• Exercise: Write out all of the following lines again, including the requests, but raise every coordinate in the answers by 42 and leave the sample points in the instructions as they are. Leave the pictures out.

** begin Records **

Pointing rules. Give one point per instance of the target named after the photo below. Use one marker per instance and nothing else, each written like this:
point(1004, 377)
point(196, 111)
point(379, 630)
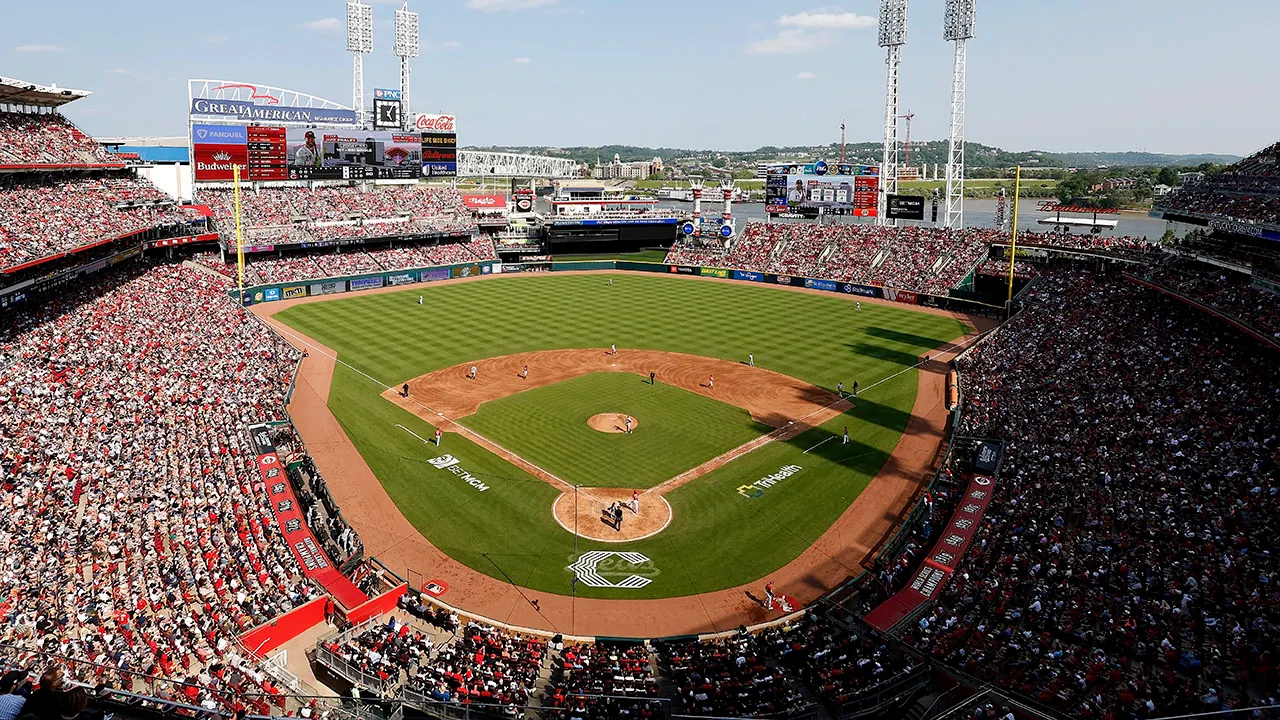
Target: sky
point(1161, 76)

** end Records **

• Response below:
Pointing rules. Give one point per instance of the target named after the photo below. Use one marker per instance and nothing else, each written like this:
point(1004, 377)
point(196, 111)
point(379, 630)
Target: sky
point(1203, 118)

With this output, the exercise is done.